# Specific 3D Printers, Scanners, & Hardware > MakerBot Forum >  Rep 2X died, firmware trashed?

## chuckLLX

my Rep2X died today, well almost..
Have a Rev H board.
Ckd voltages, both 5v and 24v are good.
the LCD is OFF, shows nothing, not even back light.
On the mother board, the DS5 LED blinks, but there is no USB link for Makerware to perform an update.


Events that happened:
I made a build, then began to do the next build, and got an error, plate heat error, but the "error could not be found"
so I powered down and back up, still same issue.
I navigated the menu and did a Factory Reset, thinking this would get me back to a clean starting point
At this point the LCD went blank (dark) and the USB interface died.


I am somewhat convinced that the firmware is trashed an the bootloader may be also.
I've read about the winbot tools to allow you to reload the firmware.
does anyone know where to download the tools and also the REV 'H' firmware and / or Bootloader


also are there step by step instructions to perform the reload?


thanks chuck

----------


## American 3D Printing

We had a similar experience with a customer's 2X. We noticed that the firmware was Rev. 1.5, and that the current Rev. is 1.6, so we went to update the firmware. The very instant we started, the LCD went dead and the USB stopped. If anyone has a better solution than a new Rev. H Mightyboard, we'd sure like to know!

----------


## chuckLLX

> We had a similar experience with a customer's 2X. We noticed that the firmware was Rev. 1.5, and that the current Rev. is 1.6, so we went to update the firmware. The very instant we started, the LCD went dead and the USB stopped. If anyone has a better solution than a new Rev. H Mightyboard, we'd sure like to know!



I found a solution will post the solution tomorrow

----------


## chuckLLX

Solved:

First thanks to the hard work in the creation of the WinBotTool program.


go to these links and down load the following:

BOOT LOADER:
https://github.com/makerbot/MightyBo...280_bootloader

FIRMWARE:
https://github.com/makerbot/MightyBo...st/MightyBoard

WINBOTTOOLV1:
https://groups.google.com/forum/m/#!...Y/8MznJPGNk78J


Note:   you must gotothe Python2 site and download and install this software for the WnBotTool to execute.  not to worry, it is safe and easy to install.
See some comments from the winbottool readme file below:


BotTool was programmed and tested using Python2.7(32bit), it is recommened that Python2.7(32bit)
be installed on you system and added to your system path before using BotTool
Usage:
- Be sure to stop the MakerWare background service (if MakerWare is installed)
- Execute run_BotTool.sh(Unix) or run_BotTool.vbs(Windows)
- From the GUI select the port that your bot is attached
- Select the firmware .hex file you wish to upload to you bot
- Press the "Upload" button and follow the onscreen prompts


using winbottool it is extremely simple to upload the firmware to your dead makerbot.

BE SURE to follow the instructions whe you upload, you must turn off an back on your bot.   READ the MESSAGE box.

one item to note, when you finish the upload and the Bot comes to life, you may have to go to factory reset and perform this function.

you should probably use Makerware to upgrade to the most recent version for you Bot also.

Lastly, when My bot came to life again, it did not see the second nozzle or heat plate, so you will need to go to the settings menu on your bot LCD and turn on these items.

= PROVIDED MATERIAL =

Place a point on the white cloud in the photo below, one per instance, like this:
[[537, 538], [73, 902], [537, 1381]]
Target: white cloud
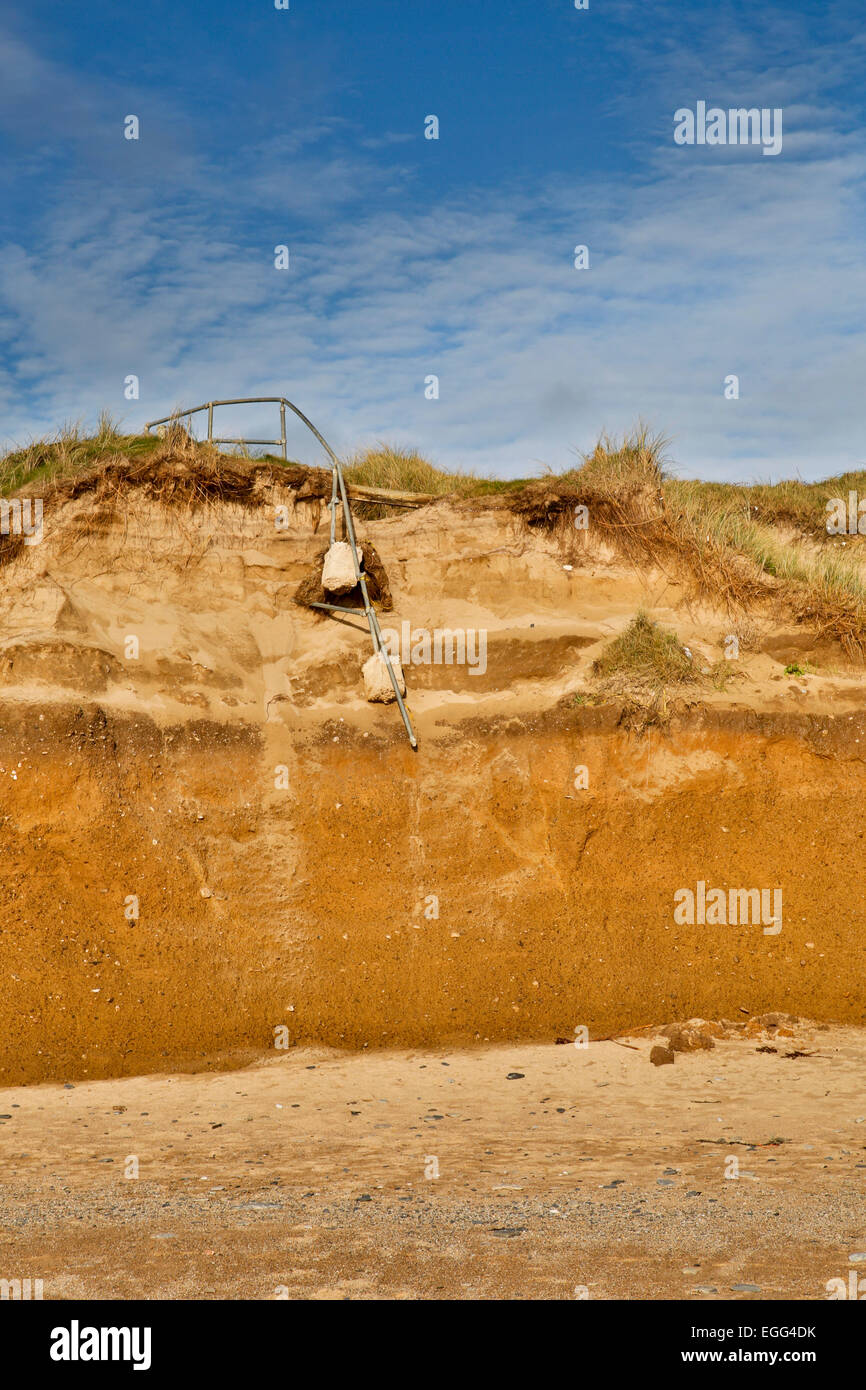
[[709, 263]]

= DIRECTIONS =
(1) Summarize the forum thread in two sentences.
(2) Rewrite the forum thread's paragraph that begins "We had a similar experience" as two shorter sentences that keep its main facts.

= EXERCISE SOLUTIONS =
(1) A Rep 2X owner with a Rev H board reports that after a plate heat error and a factory reset, the LCD went blank and the USB link died, and another poster describes the same failure the instant they began updating a customer's 2X from firmware Rev. 1.5 to 1.6. The owner later solved it by downloading the bootloader, the firmware and WinBotTool (which needs Python installed) and uploading the firmware, noting that afterward a factory reset may be needed and the second nozzle and heat plate may have to be turned back on in the LCD settings menu.

(2) When they started updating a customer's 2X from firmware Rev. 1.5 to the current Rev. 1.6, the LCD went dead and the USB stopped immediately. They want to know of any fix short of a new Rev. H Mightyboard.